1.2. Other Definitional Provisions.
(a) All terms defined in this Agreement shall
have the defined meanings when used in the Notes or any
certificate or other document made or delivered
pursuant hereto or thereto.
(b) As used herein and in the Notes, and any
certificate or other document made or delivered
pursuant hereto, accounting terms relating to the
Company and its Subsidiaries not defined in Subsection
1.1, and accounting terms partly defined in Subsection
1.1 to the extent not defined, shall have the
respective meanings given to them under GAAP.
(c) The words "hereof", "herein" and
"hereunder" and words of similar import when used in
this Agreement shall refer to this Agreement as a whole
and not to any particular provision of this Agreement,
and section, subsection, schedule and exhibit
references are to this Agreement unless otherwise
specified.
SECTION 2. REVOLVING CREDIT FACILITY
2.1. Revolving Credit Commitment.
(a) Subject to the terms and conditions
hereof, each of the Banks severally agrees to make
revolving credit loans (individually, a "Revolving
Credit Loan"; collectively the "Revolving Credit
Loans") to the Company from time to time during the
Commitment Period upon notice by the Company to the
Administrative Agent given in accordance with
Subsection 2.3 hereof, in an amount equal to such
Bank's Commitment Percentage of the aggregate principal
amount of Loans requested in the Company's notice. The
respective amount of each Bank's Commitment and its
Commitment Percentage shall be as set forth in Schedule
1 attached hereto.

Data for the task:
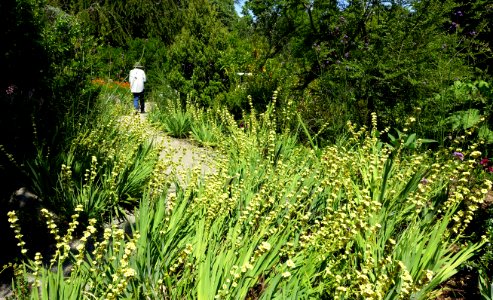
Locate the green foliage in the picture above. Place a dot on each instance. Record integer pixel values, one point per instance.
(101, 169)
(278, 220)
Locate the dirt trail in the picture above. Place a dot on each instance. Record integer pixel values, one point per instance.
(183, 155)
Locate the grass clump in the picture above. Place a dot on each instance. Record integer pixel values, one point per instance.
(361, 219)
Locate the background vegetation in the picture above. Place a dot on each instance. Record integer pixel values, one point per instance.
(284, 74)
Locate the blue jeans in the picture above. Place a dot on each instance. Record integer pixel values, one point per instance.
(139, 101)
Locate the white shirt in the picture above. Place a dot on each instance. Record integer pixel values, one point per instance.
(137, 78)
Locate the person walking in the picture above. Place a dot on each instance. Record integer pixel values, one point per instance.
(137, 78)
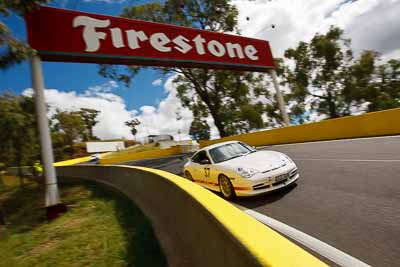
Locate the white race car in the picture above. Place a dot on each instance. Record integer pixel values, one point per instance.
(237, 169)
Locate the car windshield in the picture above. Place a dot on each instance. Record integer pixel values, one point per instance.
(230, 151)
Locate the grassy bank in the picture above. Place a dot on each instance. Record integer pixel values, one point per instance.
(101, 228)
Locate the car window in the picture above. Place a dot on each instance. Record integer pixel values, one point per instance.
(229, 151)
(195, 158)
(200, 156)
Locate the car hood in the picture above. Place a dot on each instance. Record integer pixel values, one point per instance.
(261, 160)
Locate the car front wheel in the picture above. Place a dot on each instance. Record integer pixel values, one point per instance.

Problems:
(A) According to the credit agreement extract, where are the amount of each Bank's Commitment and its Commitment Percentage set forth?
(B) Pick out every line of the entries that contains the word "white", copying each one in full. Case counts.

Solutions by task:
(A) In Schedule 1 attached to the Agreement.

(B)
Locate the white shirt in the picture above. Place a dot on each instance. Record integer pixel values, one point per instance.
Locate the white race car in the picture above. Place a dot on each instance. Record integer pixel values, one point per instance.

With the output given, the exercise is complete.